[TASK INPUT — start]
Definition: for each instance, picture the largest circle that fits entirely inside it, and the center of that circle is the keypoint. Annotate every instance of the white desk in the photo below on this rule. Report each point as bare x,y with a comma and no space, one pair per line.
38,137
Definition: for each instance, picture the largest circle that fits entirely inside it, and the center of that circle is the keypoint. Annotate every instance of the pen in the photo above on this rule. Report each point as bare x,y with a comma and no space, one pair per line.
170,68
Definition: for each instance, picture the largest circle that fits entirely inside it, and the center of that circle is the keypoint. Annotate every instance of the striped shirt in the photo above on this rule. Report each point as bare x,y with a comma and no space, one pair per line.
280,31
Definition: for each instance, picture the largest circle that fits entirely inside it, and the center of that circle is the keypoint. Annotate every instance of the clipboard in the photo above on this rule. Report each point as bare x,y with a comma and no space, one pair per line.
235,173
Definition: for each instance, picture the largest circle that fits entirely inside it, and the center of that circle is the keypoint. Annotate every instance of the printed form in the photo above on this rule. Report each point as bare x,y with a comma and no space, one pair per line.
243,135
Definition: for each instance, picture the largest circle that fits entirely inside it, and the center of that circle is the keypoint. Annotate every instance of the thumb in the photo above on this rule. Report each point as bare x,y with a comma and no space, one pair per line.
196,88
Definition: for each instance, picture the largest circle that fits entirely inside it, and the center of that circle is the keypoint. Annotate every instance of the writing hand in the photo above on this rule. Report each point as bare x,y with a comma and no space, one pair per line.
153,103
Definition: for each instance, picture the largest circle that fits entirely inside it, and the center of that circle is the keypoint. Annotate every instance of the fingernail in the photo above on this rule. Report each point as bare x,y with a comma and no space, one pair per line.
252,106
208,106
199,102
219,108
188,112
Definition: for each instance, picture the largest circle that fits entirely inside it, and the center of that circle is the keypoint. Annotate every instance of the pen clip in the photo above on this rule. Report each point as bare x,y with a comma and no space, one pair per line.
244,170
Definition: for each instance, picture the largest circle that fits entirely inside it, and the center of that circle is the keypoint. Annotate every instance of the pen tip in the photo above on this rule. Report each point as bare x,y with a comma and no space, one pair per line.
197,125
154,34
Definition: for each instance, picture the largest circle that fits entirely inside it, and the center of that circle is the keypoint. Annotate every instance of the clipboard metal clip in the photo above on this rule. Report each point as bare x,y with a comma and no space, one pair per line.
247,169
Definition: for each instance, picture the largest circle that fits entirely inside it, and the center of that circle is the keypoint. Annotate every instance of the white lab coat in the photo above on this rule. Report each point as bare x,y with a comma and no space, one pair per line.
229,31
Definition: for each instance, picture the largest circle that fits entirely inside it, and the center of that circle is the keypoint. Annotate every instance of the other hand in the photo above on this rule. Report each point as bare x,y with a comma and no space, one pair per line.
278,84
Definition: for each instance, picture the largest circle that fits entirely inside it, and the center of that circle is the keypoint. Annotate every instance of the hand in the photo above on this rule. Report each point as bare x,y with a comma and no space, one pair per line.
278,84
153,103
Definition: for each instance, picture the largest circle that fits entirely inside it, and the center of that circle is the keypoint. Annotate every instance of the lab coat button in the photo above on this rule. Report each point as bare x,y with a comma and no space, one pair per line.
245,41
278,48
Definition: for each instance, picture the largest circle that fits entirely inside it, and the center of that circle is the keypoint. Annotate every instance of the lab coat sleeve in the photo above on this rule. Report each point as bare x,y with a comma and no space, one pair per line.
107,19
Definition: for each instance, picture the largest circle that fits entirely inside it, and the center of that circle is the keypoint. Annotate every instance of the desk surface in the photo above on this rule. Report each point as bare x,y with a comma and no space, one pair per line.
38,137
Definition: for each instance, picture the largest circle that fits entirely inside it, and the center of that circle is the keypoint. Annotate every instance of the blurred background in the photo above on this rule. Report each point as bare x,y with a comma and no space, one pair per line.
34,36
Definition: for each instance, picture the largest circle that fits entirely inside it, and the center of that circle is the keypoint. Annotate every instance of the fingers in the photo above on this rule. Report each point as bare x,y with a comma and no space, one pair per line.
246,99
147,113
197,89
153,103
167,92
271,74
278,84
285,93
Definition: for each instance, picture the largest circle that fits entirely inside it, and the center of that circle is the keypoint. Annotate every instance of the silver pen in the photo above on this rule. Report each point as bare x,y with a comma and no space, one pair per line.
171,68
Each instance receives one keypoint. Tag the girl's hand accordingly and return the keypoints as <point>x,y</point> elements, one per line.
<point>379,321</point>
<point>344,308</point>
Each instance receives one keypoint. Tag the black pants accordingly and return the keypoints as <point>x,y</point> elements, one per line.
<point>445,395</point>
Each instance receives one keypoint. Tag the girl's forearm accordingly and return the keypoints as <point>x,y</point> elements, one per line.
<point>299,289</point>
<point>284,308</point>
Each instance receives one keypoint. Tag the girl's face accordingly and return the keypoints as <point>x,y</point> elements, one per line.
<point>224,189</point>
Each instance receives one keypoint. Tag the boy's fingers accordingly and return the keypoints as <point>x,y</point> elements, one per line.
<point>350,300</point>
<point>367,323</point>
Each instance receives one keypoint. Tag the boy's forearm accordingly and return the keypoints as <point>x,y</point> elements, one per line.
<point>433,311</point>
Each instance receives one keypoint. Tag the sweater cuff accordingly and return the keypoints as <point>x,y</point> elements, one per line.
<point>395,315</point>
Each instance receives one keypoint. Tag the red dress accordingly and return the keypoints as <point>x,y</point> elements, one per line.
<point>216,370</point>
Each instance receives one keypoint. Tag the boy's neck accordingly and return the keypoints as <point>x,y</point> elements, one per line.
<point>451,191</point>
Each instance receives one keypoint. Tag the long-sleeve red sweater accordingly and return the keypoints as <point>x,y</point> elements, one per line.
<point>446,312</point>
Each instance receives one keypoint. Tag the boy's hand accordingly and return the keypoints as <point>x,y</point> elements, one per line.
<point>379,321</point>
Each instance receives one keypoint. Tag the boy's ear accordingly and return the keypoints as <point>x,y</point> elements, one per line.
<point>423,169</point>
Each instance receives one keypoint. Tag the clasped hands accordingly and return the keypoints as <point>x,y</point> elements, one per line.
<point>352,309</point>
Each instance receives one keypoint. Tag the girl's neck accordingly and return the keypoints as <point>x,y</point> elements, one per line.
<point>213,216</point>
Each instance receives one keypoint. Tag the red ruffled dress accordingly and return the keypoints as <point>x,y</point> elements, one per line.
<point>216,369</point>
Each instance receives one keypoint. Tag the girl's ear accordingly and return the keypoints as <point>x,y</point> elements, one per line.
[TASK INPUT — finish]
# [PROBLEM DETAILS]
Reproduce every line of the material above exactly.

# [COMPLETED TASK]
Definition: for each instance, picture the largest circle that fits entirely inside it, and the center of that circle is the keypoint. Annotate every instance of the white desk in the photo below on this rule. Report each point as bare x,y with a comma and no space, one pair per line.
38,137
Definition: for each instance, picture the largest circle that fits entirely inside it, and the center of that circle is the keypoint. Annotate every instance of the pen in the photo above on this rule. Report each point as bare x,y with a comma and no space, one pair per line.
170,68
Definition: for each instance, picture the largest circle that fits entirely inside it, and the center of that circle is the keypoint. Annotate every instance of the striped shirt in the photo above on this rule. Report each point as bare x,y with a comma and no space, one pair per line.
280,31
Definition: for each instance, picture the largest circle that fits entirely inside it, and the center of that circle is the keypoint. Annotate every instance of the clipboard in the photo above on this rule. Report each point as bare x,y with a comma and no space, one pair per line.
235,173
Definition: for each instance, picture the largest circle that fits entirely inside it, and the center of that circle is the keypoint. Annotate every instance of the printed form in the photo above on this rule. Report each point as bare x,y with a comma and no space, one pair per line.
243,135
Definition: for each instance, picture the largest circle that fits entirely inside it, and the center of that circle is the keypoint. Annotate every instance of the thumb in the photo above on this rule. Report each point as bare x,y with a comma and no space, one pair per line.
196,88
Definition: for each instance, picture the largest circle that fits entirely inside it, and the center of that circle is the keypoint. Annotate every instance of the writing hand in the photo above on this rule. Report each point as bare x,y with a comma and no space, one pair per line.
153,103
Definition: for each instance, picture the largest circle that fits entirely inside it, and the center of that circle is the keypoint. Annotate every instance of the fingernail in the photo above on this rule. Report each point as bare x,y with a comma and no space, one pair per line.
252,106
208,106
199,102
219,108
188,112
Definition: for each instance, picture the largest circle that fits entirely inside it, and the center of that circle is the keypoint. Annotate every instance of the pen clip in the photo above on this rule. Report each point as bare x,y with a comma and no space, one pair per line.
244,170
Definition: for each instance, picture the largest circle that fits entirely inside it, and the center of that circle is the keypoint. Annotate every instance of the pen tip in the photo above on this rule. Report each point as bare x,y with a comma and no space, one pair per line.
197,125
154,34
Definition: for each instance, picture the largest circle that fits entirely inside it, and the center of that circle is the keypoint. Annotate every instance of the clipboard metal clip in the photo above on this rule. Report each point as bare x,y with a comma and no space, one pair per line.
247,169
Definition: for each instance, picture the largest circle that fits entirely inside it, and the center of that circle is the keypoint. Annotate every instance of the white lab coat in the photo above on this rule. Report each point as bare x,y with a comma and no space, one pair per line.
229,31
Definition: for each instance, picture the largest circle that fits entirely inside it, and the center of that circle is the keypoint. Annotate every instance of the other hand in the photo above on this rule. Report each point as bare x,y with a comma and no space, one pair per line.
278,84
Definition: for each instance, picture the largest circle that fits entirely inside it, and the center of that circle is the keypoint. Annotate every instance of the hand in the photo above on this rule. Report each point as bare x,y with a comma and no space, one pair per line.
278,84
153,103
Definition: for each instance, picture the largest circle that fits entirely inside it, and the center of that circle is the keypoint. Annotate every instance of the lab coat button in the photo above on this rule. Report each point as bare x,y with a comma and no space, one pair per line.
245,41
278,48
Definition: for each instance, picture the largest circle that fits entirely inside it, and the center of that circle is the keypoint. Annotate every instance of the lab coat sleeve in the photo above on this rule. Report each point as bare x,y with a comma and no space, one pair per line.
107,19
Definition: for each instance, picture the largest circle that fits entirely inside it, and the center of that circle is the keypoint. Annotate every instance of the desk surface in the photo above on this rule. Report each point as bare x,y with a comma and no space, one pair per line.
38,137
Definition: for each instance, picture the largest circle that fits entirely inside it, and the center of that circle is the keypoint. Annotate every instance of the blurred background in the photo above on this rule. Report each point as bare x,y with a comma and no space, one pair per line.
34,36
Definition: for each instance, picture the largest circle that fits entirely inside it, and the center of that circle is the keypoint. Annotate every instance of the fingers in the photo above on this rule. Report each point as bare x,y with a comma and no space, one pair per line.
246,99
147,113
197,89
153,103
167,92
271,74
278,84
285,93
Definition: for each instance, picture the largest circle that fits entirely inside it, and the center of that circle is the keypoint. Annotate every instance of the silver pen in the photo above on this rule. Report each point as bare x,y with a comma and no space, one pair per line.
171,68
Each instance receives one keypoint. Tag the girl's hand accordingly and return the keypoints as <point>x,y</point> elements, one per line.
<point>379,321</point>
<point>344,308</point>
Each instance receives one keypoint. Tag the black pants accordingly and return the keypoints as <point>x,y</point> elements, one per line.
<point>445,395</point>
Each instance receives one keypoint. Tag the girl's forearm accordingly and return the keypoints as <point>x,y</point> elements, one per line.
<point>299,289</point>
<point>284,308</point>
Each instance receives one keypoint. Tag the girl's face accordingly and return the keypoints as <point>x,y</point> elements, one per line.
<point>224,189</point>
Each instance receives one keypoint. Tag the boy's fingers accordingly and return the keypoints as <point>x,y</point> elements, one per line.
<point>350,300</point>
<point>367,323</point>
Each instance receives one keypoint. Tag the boy's forearm accordingly and return the keypoints as <point>x,y</point> elements, one per line.
<point>433,311</point>
Each instance receives one keypoint. Tag the sweater cuff accordingly and return the keypoints as <point>x,y</point> elements, one per line.
<point>395,315</point>
Each instance receives one keypoint. Tag the red dress accordingly and return the keypoints as <point>x,y</point> elements, one per line.
<point>216,370</point>
Each instance receives one keypoint. Tag the boy's neck accordingly and return the keypoints as <point>x,y</point> elements, one per line.
<point>451,191</point>
Each instance receives one keypoint. Tag the long-sleeve red sweater accordingly and return the keypoints as <point>x,y</point> elements, one per line.
<point>446,312</point>
Each instance receives one keypoint. Tag the boy's hand accordingly and return the keypoints as <point>x,y</point> elements, one per line.
<point>379,321</point>
Each instance receives one keypoint. Tag the boy's ear accordingly and return the keypoints as <point>x,y</point> elements, one per line.
<point>423,169</point>
Each instance receives one keypoint. Tag the clasped hands accordingly and return the keypoints as <point>x,y</point> elements, one per line.
<point>352,309</point>
Each instance receives one keypoint. Tag the girl's neck accordingly and return the keypoints as <point>x,y</point> elements, one per line.
<point>213,216</point>
Each instance receives one keypoint. Tag the red ruffled dress accordingly and return the keypoints as <point>x,y</point> elements, one per line.
<point>216,369</point>
Each instance receives one keypoint. Tag the girl's ear accordingly and return the keypoints as <point>x,y</point> elements, one per line.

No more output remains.